PROBLEM
Can you transcribe the data exactly? Leave the pictures out.

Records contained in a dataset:
▽

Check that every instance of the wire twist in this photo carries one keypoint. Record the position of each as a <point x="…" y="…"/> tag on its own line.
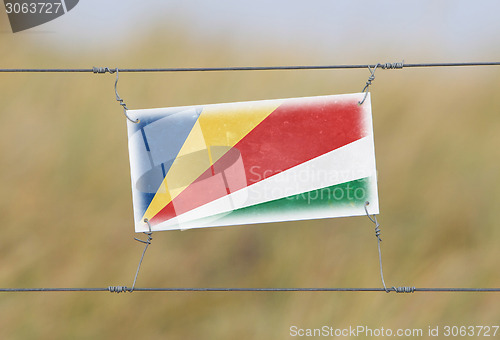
<point x="147" y="243"/>
<point x="379" y="239"/>
<point x="368" y="83"/>
<point x="120" y="100"/>
<point x="102" y="70"/>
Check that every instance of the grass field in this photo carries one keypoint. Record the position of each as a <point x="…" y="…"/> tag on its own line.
<point x="66" y="211"/>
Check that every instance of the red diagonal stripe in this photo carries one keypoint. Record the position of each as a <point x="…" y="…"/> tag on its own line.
<point x="289" y="136"/>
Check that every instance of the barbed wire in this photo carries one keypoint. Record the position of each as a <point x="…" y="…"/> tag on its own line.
<point x="398" y="65"/>
<point x="122" y="289"/>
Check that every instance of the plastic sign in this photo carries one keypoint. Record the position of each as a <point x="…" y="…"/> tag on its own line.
<point x="252" y="162"/>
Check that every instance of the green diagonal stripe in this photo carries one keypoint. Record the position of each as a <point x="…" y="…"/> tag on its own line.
<point x="350" y="193"/>
<point x="353" y="193"/>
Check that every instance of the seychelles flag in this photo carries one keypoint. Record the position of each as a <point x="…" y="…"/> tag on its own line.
<point x="252" y="162"/>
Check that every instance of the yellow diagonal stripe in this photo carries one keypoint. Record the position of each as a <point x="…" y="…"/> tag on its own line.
<point x="218" y="125"/>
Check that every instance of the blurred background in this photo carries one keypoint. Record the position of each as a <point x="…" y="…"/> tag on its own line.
<point x="65" y="199"/>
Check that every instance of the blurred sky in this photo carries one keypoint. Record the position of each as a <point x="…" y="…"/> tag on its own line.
<point x="445" y="30"/>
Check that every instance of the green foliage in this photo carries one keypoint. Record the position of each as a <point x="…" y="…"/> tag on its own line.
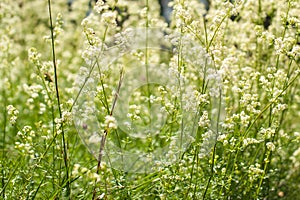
<point x="234" y="74"/>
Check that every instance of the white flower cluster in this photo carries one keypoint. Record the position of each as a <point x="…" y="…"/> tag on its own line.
<point x="13" y="114"/>
<point x="110" y="122"/>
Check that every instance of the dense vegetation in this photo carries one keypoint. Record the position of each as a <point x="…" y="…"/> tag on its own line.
<point x="112" y="102"/>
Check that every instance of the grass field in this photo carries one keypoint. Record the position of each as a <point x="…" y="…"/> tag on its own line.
<point x="109" y="101"/>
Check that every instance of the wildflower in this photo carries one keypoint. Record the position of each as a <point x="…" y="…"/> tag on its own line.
<point x="110" y="122"/>
<point x="270" y="146"/>
<point x="13" y="114"/>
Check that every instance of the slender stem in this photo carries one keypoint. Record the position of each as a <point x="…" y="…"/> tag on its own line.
<point x="65" y="155"/>
<point x="106" y="131"/>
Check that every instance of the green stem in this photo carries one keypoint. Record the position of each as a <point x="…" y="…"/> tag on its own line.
<point x="65" y="154"/>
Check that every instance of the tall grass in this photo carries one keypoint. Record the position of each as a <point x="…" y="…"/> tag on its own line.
<point x="115" y="103"/>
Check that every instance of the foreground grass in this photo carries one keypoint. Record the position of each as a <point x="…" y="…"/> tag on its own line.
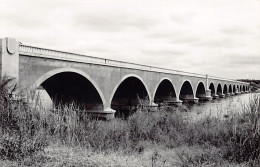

△

WRITTEN SOLUTION
Check that every instance of the wire twist in this photo carries one keypoint. Record the position of each as a <point x="…" y="…"/> tag on its own line.
<point x="147" y="243"/>
<point x="379" y="239"/>
<point x="368" y="83"/>
<point x="120" y="100"/>
<point x="102" y="70"/>
Check that every instance of the grass field in this photo carries one keypoint. Record the position of each as a <point x="…" y="…"/> tag on its own line.
<point x="66" y="211"/>
Check that every instance of the red diagonal stripe in this photo carries one keypoint. Record the position of each as a <point x="…" y="…"/> tag on its own line.
<point x="289" y="136"/>
Check that every instance of the barbed wire in this photo carries one keypoint. Record the position of each as a <point x="…" y="…"/> tag on its own line.
<point x="398" y="65"/>
<point x="122" y="289"/>
Check that every instance of the plastic sign in this photo carries one keypoint. Record the position of each as a <point x="…" y="…"/> tag on its own line.
<point x="252" y="162"/>
Check that every instance of the green diagonal stripe in this photo carries one keypoint. Record the position of each as a <point x="…" y="…"/> tag on its own line.
<point x="350" y="193"/>
<point x="353" y="193"/>
Check that every instance of the seychelles flag in this photo carries one keypoint. Record the position of each as a <point x="…" y="…"/> tag on its own line.
<point x="252" y="162"/>
Check that every instance of the yellow diagonal stripe in this photo carries one keypoint. Record the position of each as a <point x="…" y="…"/> tag on its own line.
<point x="218" y="125"/>
Check that every instance of the blurred background in this photo carries one keypoint. Record the position of each as a <point x="…" y="…"/> tag on its own line.
<point x="65" y="199"/>
Check that every instance of the blurred sky in this photo carries one keypoint. Record the position of each as a <point x="…" y="…"/> tag on its own line.
<point x="445" y="30"/>
Check that every instance of the green foliage in this photo carries one keypoint. Record the position of each as a <point x="…" y="…"/> tag on its own line.
<point x="234" y="74"/>
Check that every instance of the white flower cluster in this photo carries one keypoint. Record the position of each as a <point x="…" y="…"/> tag on its own line.
<point x="13" y="114"/>
<point x="110" y="122"/>
Check that every instance of the dense vegetation in this photo carries one keypoint. Record the position of each as a <point x="…" y="…"/> tag on its own line.
<point x="112" y="102"/>
Check that every instance of the grass field in this photo carries one keypoint. Record the position of each as a <point x="…" y="…"/> tag on its own line.
<point x="109" y="101"/>
Check that every instance of the wildflower in this photo carries one keypoint. Record the position of each as a <point x="…" y="…"/> tag on its own line.
<point x="110" y="122"/>
<point x="270" y="146"/>
<point x="13" y="114"/>
Check that every instance of the slender stem in this photo carries one keypoint. Record the position of each as a <point x="…" y="…"/> tag on its own line.
<point x="65" y="155"/>
<point x="106" y="131"/>
Check that every instance of the green stem in this photo carries one keypoint. Record the position of each as a <point x="…" y="…"/> tag on its own line.
<point x="65" y="154"/>
Check that every instance of the tall grass in this photo carries one keypoint. Record the position of each as a <point x="…" y="…"/> tag on its own line.
<point x="115" y="103"/>
Check that every instance of the foreground grass in this photo carries one keypoint. Record the position of each as a <point x="…" y="…"/> tag on its own line.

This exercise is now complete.